**DOCUMENT**
** START **

Beyond the Basics: Designing for a Million Users

Add to your system design knowledge toolkit! These are concepts, which every engineer must know, if they want to scale from zero to millions of users or ace their interviews!

and

Feb 25, 2025

Hello guys, if you are preparing for system design interview or just want to level up your Software Skills then you have come to the right place.

Earlier I have talked about common system design concepts like Rate Limiter, Database Scaling, API Gateway vs Load Balancer and Horizontal vs Vertical Scaling, Forward proxy vs reverse proxy as well common System Design problems and concepts like Single Point Failure, and in this article we will talk about how to design systems which can withstand million users.

For this article, I have teamed up with

Konstantin Borimechkov

and we'll dive into the fundamental concepts of designing and scaling system to million users.

By the way, if you are preparing for System design interviews and want to learn System Design in a limited time then you can also checkout sites like Codemia.io, ByteByteGo, Design Guru, Exponent, Educative and Udemy which have many great System design courses

Similar, while answering System design questions you can also follow a System design template like this from DesignGurus.io to articulate your answer better in a limited time.

Now, over to

Konstantin Borimechkov

to take you through to the article.

Inspired by ByteByteGo founder Alex Xu‘s Book on System Design Interview, I decided to write this blog as a summary of my understanding from the first chapter of Vol.1!

** END **

**JOBS**
1/ In the article on designing for a million users, whose book inspired the summary?
2/ Extend the article on designing for a million users with a few paragraphs that pick up after its last sentence.
The material after this point comes from a separate source.

**EXTRACTED MATERIAL**
** START **

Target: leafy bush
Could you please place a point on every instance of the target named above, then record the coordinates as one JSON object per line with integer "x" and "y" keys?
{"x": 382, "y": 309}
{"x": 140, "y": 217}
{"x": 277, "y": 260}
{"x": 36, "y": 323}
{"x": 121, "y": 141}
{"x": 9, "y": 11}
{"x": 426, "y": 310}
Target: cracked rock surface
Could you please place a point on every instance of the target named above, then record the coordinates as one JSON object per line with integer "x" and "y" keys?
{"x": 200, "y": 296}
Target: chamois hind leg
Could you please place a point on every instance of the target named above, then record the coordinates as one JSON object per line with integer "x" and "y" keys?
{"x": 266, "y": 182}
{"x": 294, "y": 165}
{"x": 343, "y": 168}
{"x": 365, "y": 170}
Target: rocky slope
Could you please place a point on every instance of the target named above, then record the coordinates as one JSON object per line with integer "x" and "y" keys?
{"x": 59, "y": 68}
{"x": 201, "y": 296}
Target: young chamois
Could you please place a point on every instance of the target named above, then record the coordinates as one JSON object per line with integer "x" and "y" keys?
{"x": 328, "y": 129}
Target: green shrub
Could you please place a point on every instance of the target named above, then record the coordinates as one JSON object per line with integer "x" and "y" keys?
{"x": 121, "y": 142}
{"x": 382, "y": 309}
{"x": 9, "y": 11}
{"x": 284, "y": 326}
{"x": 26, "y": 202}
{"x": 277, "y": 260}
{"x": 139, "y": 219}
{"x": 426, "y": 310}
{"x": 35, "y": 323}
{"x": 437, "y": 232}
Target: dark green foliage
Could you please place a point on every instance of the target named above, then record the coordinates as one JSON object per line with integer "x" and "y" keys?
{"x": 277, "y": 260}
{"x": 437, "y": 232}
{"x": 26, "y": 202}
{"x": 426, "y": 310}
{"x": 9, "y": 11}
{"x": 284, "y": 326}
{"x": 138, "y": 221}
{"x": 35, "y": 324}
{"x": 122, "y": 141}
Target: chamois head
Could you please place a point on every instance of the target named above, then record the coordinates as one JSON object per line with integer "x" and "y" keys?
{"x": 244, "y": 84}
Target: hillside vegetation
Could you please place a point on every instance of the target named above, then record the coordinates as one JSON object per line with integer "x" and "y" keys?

** END **

**EXPECTED OUTPUTS**
1/ ByteByteGo founder Alex Xu's book on System Design Interview.

2/
Take this blog-post as notes I took from the book.. but very valuable ones. 📚

That said, you can use this as a summary or quick reference to some core principles we should go by when designing an application. Or when preparing for system design interviews - up to you 🙌

⚠️ Disclaimer: There are many things that go into developing and scaling a system, which won’t be mentioned in this blog-post as I don’t want it to get lengthy.
That said, I will try to be precise and informative here. Expect deeper dives in future blog-posts & subscribe if you wanna get more of these! 🙏

Our Basic App

So, here is the situation, we have zero to no experience with architectures and programming. But we heard a few things from here and there:

we need a server to host my code, which serves content to the user
we need an infrastructure to host this server in - on-prem or in the cloud
we also want to have some neat domain name like google.com, so we need to buy that from some DNS provider

After creating the app and having some traffic we start to experience some issues.. 😬

Lets say we have a LinkedIn-Like app and we get a surge of users, which start posting and reading posts.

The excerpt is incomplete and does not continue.